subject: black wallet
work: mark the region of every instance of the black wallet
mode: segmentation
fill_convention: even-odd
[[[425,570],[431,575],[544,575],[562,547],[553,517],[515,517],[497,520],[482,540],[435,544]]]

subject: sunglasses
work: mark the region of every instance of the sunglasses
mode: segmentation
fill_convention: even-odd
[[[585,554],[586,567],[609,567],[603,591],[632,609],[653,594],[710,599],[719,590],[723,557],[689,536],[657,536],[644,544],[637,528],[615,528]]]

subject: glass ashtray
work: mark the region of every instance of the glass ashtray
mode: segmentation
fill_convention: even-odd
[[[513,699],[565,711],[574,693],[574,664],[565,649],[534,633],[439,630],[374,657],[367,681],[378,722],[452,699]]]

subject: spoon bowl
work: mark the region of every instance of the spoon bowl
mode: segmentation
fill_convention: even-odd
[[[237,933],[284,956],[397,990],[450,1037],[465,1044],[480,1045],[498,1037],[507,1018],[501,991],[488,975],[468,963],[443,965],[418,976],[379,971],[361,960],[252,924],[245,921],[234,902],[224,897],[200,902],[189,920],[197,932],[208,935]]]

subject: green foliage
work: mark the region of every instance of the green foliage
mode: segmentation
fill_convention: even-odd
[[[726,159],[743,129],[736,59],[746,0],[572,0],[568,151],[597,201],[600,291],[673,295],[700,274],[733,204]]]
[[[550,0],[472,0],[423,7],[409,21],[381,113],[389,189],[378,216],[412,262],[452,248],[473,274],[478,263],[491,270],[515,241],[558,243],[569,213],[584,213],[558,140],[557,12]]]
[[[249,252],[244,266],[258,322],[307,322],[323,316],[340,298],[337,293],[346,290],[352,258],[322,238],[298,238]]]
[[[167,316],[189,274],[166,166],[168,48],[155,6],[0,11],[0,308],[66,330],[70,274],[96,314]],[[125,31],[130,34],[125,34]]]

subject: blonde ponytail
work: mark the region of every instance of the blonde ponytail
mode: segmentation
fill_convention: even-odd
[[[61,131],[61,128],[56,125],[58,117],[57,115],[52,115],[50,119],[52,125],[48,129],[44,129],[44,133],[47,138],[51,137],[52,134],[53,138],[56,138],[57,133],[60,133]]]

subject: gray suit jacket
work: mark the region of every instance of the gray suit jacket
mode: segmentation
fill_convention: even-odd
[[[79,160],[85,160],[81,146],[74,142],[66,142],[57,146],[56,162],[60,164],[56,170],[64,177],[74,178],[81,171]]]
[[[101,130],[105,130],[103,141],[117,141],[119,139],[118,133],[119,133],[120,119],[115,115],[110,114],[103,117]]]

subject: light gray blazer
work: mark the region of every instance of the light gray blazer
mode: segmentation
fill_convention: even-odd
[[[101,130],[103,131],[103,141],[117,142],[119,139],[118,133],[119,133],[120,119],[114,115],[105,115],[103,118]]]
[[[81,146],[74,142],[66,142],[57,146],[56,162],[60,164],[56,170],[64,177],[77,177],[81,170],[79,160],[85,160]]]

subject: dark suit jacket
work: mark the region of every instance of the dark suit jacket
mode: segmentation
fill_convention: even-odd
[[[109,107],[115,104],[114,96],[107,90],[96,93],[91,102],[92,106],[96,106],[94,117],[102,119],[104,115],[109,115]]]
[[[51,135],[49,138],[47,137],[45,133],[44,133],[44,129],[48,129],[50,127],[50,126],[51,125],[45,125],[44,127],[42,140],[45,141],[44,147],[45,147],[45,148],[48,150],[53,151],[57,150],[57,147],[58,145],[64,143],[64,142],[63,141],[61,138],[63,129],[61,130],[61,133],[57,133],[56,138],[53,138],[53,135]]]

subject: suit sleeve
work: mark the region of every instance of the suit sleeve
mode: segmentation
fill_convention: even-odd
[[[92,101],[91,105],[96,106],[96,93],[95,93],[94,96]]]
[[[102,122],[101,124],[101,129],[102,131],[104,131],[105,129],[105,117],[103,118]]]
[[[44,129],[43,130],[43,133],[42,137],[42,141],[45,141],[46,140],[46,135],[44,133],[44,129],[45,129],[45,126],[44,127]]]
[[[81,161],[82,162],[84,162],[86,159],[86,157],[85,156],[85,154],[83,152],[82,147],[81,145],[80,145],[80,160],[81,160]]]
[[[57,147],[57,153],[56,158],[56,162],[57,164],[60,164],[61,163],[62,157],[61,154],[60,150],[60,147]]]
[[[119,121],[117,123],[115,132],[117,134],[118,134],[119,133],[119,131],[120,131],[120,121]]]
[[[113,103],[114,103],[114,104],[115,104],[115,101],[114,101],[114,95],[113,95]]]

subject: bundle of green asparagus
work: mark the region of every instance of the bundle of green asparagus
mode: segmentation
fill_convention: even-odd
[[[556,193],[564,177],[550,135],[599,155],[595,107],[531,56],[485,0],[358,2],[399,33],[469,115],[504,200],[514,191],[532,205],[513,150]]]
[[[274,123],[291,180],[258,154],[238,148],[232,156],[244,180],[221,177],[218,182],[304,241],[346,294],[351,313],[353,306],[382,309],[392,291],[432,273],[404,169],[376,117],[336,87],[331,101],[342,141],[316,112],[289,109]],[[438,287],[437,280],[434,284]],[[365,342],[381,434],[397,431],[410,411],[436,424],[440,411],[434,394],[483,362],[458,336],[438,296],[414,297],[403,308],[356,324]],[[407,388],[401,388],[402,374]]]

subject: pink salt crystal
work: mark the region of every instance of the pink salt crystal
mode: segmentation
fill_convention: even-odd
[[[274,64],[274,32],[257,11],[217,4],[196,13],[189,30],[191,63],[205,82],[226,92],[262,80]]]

**GIVEN EXERCISE**
Please reproduce every line of the records above verbatim, from first to last.

**EXERCISE SOLUTION**
subject: black wallet
work: mark the region of every instance of the black wallet
mode: segmentation
fill_convention: even-odd
[[[425,570],[431,575],[544,575],[562,547],[553,517],[515,517],[497,520],[482,540],[435,544]]]

subject: sunglasses
work: mark the region of every instance of the sunglasses
mode: segmentation
fill_convention: even-odd
[[[585,554],[586,567],[609,567],[603,591],[632,609],[653,594],[710,599],[719,590],[723,557],[689,536],[657,536],[644,544],[637,528],[615,528]]]

subject: glass ashtray
work: mark the region of every instance of the glass ashtray
mode: segmentation
fill_convention: even-odd
[[[513,699],[565,711],[574,693],[574,664],[565,649],[534,633],[439,630],[374,657],[367,681],[378,722],[452,699]]]

subject: spoon bowl
work: mark the region of every instance of the spoon bowl
mode: segmentation
fill_convention: even-odd
[[[237,933],[284,956],[397,990],[450,1037],[465,1044],[480,1045],[498,1037],[507,1018],[501,991],[488,975],[468,963],[443,965],[418,976],[379,971],[361,960],[252,924],[245,921],[234,902],[224,897],[200,902],[189,920],[197,932],[208,935]]]

subject: green foliage
work: mark the region of every instance of the green foliage
mode: segmentation
fill_convention: even-odd
[[[726,159],[743,129],[736,59],[746,0],[572,0],[568,151],[597,201],[600,291],[673,295],[700,274],[733,204]]]
[[[550,0],[472,0],[423,7],[409,21],[381,113],[389,189],[378,216],[412,262],[452,248],[473,274],[478,263],[491,270],[515,241],[558,243],[569,213],[584,213],[558,140],[557,12]]]
[[[249,252],[244,266],[258,322],[307,322],[323,316],[340,298],[337,293],[346,290],[352,258],[322,238],[298,238]]]
[[[167,316],[189,274],[166,166],[168,48],[155,6],[0,11],[0,308],[66,330],[70,274],[96,314]],[[125,31],[130,34],[125,34]]]

subject: blonde ponytail
work: mark the region of every instance of the blonde ponytail
mode: segmentation
fill_convention: even-odd
[[[61,131],[61,128],[56,125],[58,117],[57,115],[52,115],[50,119],[52,125],[48,129],[44,129],[44,133],[47,138],[51,137],[52,134],[53,138],[56,138],[57,133],[60,133]]]

subject: gray suit jacket
work: mark the region of every instance of the gray suit jacket
mode: segmentation
fill_convention: even-odd
[[[79,160],[85,160],[81,146],[74,142],[66,142],[57,146],[56,162],[60,164],[56,170],[64,177],[74,178],[81,171]]]
[[[101,130],[105,130],[103,141],[117,141],[119,139],[118,133],[119,133],[120,119],[115,115],[110,114],[103,117]]]

subject: light gray blazer
work: mark the region of every instance of the light gray blazer
mode: segmentation
fill_convention: even-odd
[[[101,130],[103,131],[103,141],[117,142],[119,139],[118,133],[119,133],[120,119],[114,115],[105,115],[103,118]]]
[[[81,146],[74,142],[66,142],[57,146],[56,162],[60,164],[56,170],[64,177],[77,177],[81,170],[79,160],[85,160]]]

subject: dark suit jacket
work: mark the region of every instance of the dark suit jacket
mode: segmentation
fill_convention: even-odd
[[[109,107],[115,104],[114,96],[107,90],[96,93],[91,102],[92,106],[96,106],[94,117],[102,119],[104,115],[109,115]]]
[[[51,135],[49,138],[47,137],[45,133],[44,133],[44,129],[48,129],[50,127],[50,126],[51,125],[45,125],[44,127],[42,140],[45,141],[44,147],[45,147],[45,148],[48,150],[53,151],[57,150],[57,147],[58,145],[64,143],[64,142],[63,141],[61,138],[63,129],[61,130],[61,133],[57,133],[56,138],[53,138],[53,135]]]

subject: suit sleeve
work: mark the region of every instance of the suit sleeve
mode: segmentation
fill_convention: even-odd
[[[92,101],[91,105],[96,106],[96,93],[95,93],[94,96]]]
[[[102,122],[101,124],[101,129],[102,131],[104,131],[105,129],[105,117],[103,118]]]
[[[44,129],[43,130],[43,133],[42,137],[42,141],[45,141],[46,140],[46,135],[44,133],[44,129],[45,129],[45,126],[44,127]]]
[[[81,161],[82,162],[84,162],[86,159],[86,157],[85,156],[85,154],[83,152],[82,147],[81,145],[80,145],[80,160],[81,160]]]
[[[57,147],[57,153],[56,158],[56,162],[57,164],[60,164],[61,163],[62,157],[61,154],[60,150],[60,147]]]
[[[119,121],[117,123],[115,132],[117,134],[118,134],[119,133],[119,131],[120,131],[120,121]]]
[[[113,103],[114,103],[114,104],[115,104],[115,101],[114,101],[114,95],[113,95]]]

subject: bundle of green asparagus
work: mark the region of every instance of the bundle of green asparagus
mode: segmentation
fill_convention: even-odd
[[[556,193],[564,177],[550,135],[599,155],[595,107],[531,56],[485,0],[358,2],[399,33],[469,115],[504,200],[514,191],[532,205],[513,150]]]
[[[274,123],[291,180],[258,154],[238,148],[232,156],[244,180],[221,177],[218,182],[304,241],[346,294],[351,313],[353,306],[382,309],[392,291],[432,273],[404,169],[376,117],[336,87],[331,101],[342,141],[316,112],[289,109]],[[438,287],[437,280],[434,284]],[[365,342],[381,434],[397,431],[410,411],[436,424],[440,411],[434,394],[483,362],[458,336],[438,296],[414,297],[403,308],[356,324]],[[407,388],[401,388],[402,374]]]

subject: pink salt crystal
work: mark the region of every instance of the pink salt crystal
mode: segmentation
fill_convention: even-odd
[[[274,64],[274,32],[257,11],[217,4],[196,13],[189,30],[191,63],[205,82],[226,92],[262,80]]]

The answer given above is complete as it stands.